**Task details:**
Reproduce the data word for word, from its first line through the line that contains "78;7;119;56".

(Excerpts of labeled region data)
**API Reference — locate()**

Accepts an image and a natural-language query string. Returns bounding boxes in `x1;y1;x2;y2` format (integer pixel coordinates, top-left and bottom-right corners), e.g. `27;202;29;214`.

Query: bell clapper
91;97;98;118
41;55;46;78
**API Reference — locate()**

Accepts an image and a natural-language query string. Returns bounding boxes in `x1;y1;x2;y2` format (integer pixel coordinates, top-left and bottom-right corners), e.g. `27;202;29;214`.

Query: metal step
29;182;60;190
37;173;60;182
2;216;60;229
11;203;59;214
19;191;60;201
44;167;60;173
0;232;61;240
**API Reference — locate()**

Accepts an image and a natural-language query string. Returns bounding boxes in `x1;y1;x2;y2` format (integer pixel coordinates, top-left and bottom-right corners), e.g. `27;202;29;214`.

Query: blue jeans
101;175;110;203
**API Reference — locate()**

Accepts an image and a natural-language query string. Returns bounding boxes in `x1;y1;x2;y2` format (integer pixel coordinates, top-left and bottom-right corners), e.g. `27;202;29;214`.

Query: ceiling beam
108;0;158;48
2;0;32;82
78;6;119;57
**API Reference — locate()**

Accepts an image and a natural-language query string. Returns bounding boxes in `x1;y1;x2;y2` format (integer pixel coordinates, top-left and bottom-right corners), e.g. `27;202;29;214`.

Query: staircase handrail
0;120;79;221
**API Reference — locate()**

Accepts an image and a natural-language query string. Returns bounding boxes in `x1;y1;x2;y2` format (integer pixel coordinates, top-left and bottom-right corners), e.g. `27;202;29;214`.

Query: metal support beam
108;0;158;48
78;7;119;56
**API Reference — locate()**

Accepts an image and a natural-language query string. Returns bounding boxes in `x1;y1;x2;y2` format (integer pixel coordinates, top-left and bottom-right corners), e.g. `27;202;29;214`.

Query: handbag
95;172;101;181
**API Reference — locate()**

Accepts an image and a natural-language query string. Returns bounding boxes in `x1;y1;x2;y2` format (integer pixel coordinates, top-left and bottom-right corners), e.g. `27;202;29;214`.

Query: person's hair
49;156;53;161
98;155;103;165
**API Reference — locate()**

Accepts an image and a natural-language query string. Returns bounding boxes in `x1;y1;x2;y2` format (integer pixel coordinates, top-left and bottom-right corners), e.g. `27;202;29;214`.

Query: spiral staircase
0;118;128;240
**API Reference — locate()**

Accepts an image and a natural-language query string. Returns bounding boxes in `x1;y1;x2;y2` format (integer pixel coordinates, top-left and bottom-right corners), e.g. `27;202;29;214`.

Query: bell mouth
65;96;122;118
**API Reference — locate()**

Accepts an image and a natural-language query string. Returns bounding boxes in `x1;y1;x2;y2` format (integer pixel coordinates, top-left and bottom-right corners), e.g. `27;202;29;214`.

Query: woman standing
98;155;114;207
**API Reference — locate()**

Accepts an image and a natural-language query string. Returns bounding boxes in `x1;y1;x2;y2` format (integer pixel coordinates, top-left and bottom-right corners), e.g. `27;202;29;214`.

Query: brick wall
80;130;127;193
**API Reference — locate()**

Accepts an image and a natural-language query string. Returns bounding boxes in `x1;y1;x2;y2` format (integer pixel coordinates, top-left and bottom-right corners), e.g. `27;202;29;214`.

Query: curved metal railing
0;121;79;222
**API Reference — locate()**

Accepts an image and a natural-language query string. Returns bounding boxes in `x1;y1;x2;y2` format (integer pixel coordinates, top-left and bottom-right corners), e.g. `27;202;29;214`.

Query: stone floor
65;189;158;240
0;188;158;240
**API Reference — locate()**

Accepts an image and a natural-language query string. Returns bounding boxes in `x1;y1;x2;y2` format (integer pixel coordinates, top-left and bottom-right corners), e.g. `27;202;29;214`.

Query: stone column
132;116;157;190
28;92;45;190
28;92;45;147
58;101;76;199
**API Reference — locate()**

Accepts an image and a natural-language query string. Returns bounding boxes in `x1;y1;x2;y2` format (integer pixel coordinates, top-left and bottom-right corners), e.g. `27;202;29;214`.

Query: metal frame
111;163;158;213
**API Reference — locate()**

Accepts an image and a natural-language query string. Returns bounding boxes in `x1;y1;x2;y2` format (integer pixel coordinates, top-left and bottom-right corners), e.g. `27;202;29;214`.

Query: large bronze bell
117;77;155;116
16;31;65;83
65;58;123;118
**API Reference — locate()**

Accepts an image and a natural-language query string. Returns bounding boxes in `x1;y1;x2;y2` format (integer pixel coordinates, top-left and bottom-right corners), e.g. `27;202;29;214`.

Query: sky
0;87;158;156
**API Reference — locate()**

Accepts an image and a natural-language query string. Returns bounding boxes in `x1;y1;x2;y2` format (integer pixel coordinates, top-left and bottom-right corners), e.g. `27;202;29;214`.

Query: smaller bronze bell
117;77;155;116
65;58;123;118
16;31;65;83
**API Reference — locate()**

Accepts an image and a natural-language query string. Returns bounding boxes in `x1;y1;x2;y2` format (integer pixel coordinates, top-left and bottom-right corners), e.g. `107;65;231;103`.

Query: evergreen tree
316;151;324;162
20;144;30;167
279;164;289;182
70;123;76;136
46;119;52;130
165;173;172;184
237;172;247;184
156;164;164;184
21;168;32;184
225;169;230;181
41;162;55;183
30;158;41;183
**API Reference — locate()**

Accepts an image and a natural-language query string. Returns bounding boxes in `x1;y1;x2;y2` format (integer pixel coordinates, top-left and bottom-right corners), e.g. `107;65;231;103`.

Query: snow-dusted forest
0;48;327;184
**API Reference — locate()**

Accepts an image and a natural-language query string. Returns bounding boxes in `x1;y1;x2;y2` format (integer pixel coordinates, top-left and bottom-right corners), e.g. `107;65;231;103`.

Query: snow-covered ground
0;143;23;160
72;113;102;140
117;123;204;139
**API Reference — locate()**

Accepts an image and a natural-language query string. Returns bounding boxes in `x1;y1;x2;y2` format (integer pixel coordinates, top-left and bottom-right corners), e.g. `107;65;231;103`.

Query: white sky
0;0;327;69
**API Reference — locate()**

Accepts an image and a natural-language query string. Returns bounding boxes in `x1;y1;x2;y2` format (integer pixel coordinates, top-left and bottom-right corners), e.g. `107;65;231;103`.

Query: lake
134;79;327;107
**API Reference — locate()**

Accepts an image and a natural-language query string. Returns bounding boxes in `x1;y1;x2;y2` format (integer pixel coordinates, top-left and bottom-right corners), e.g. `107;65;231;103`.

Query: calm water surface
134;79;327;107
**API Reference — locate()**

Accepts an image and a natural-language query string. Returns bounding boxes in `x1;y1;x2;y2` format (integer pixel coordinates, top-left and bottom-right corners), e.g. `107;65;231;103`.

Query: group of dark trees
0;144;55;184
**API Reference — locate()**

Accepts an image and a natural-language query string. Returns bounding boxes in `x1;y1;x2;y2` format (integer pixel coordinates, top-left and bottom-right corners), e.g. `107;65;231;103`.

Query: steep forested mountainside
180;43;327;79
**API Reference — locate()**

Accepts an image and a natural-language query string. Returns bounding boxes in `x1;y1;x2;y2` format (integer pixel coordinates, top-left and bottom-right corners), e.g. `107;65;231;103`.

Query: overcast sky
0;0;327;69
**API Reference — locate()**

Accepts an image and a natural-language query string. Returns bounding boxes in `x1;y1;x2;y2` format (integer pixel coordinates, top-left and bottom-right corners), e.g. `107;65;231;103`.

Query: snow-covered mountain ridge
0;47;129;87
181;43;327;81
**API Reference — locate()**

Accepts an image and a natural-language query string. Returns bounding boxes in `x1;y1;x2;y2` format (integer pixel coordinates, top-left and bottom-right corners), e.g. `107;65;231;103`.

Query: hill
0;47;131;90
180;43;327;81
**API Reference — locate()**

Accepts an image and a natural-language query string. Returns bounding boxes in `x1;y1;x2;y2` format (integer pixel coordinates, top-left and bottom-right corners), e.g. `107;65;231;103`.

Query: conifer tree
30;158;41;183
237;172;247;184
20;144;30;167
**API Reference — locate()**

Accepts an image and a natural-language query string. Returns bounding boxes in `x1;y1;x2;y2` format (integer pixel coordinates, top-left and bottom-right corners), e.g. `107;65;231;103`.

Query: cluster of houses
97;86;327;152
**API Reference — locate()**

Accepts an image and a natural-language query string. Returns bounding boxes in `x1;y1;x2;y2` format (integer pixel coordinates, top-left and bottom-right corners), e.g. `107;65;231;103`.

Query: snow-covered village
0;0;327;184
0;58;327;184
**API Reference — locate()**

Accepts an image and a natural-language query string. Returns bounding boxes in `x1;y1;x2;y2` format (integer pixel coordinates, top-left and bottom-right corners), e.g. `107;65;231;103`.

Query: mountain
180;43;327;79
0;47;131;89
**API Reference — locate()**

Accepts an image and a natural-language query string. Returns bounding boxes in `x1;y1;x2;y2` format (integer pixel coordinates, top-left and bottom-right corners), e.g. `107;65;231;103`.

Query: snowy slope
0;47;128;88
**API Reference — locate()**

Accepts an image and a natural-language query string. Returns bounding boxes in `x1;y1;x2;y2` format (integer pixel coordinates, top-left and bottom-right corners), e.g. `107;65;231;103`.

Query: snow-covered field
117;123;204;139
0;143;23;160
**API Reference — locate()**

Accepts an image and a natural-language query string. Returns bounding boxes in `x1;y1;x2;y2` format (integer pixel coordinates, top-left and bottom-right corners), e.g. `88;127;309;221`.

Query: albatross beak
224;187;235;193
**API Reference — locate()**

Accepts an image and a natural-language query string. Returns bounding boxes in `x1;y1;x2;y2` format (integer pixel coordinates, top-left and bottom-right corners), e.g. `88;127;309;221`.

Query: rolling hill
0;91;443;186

**Answer to this exercise:**
**API Reference — locate()**

Accepts an image and a natural-language query string. Returns bounding boxes in `x1;y1;x2;y2` format (integer pixel coordinates, top-left and bottom-right corners), e.g. `27;202;29;214`.

Query: bell clapper
91;97;98;118
41;55;46;78
**API Reference — locate()**

Accepts an image and a natural-language query string. Returns bounding boxes in `x1;y1;x2;y2` format (integer pixel coordinates, top-left and bottom-right corners), e.g. `27;202;29;214`.

Query: metal step
29;182;60;190
37;173;60;182
2;216;60;229
11;203;59;214
19;191;60;201
44;167;60;173
0;232;61;240
**API Reference — locate()**

Accepts an image and a natural-language query string. Returns bounding boxes in `x1;y1;x2;y2` format (integer pixel coordinates, top-left and bottom-right corners), e.g. `27;202;29;214`.

Query: blue jeans
101;175;110;203
**API Reference — locate()**

Accepts an image and a natural-language query string. Returns bounding boxes in `x1;y1;x2;y2` format (integer pixel coordinates, top-left and bottom-right corners), e.g. `27;202;29;214`.

Query: ceiling beam
108;0;158;48
2;0;32;82
78;6;119;57
**API Reference — locate()**

Accepts an image and a natural-language query string. Returns bounding boxes in `x1;y1;x2;y2` format (integer pixel coordinates, top-left and bottom-right corners), e.g. `27;202;29;214`.

Query: staircase handrail
0;120;79;221
**API Reference — locate()**

Accepts an image and a natural-language query string. Returns bounding boxes in `x1;y1;x2;y2` format (integer pixel coordinates, top-left and bottom-right corners), e.g. `27;202;29;214`.

Query: metal support beam
108;0;158;48
78;7;119;56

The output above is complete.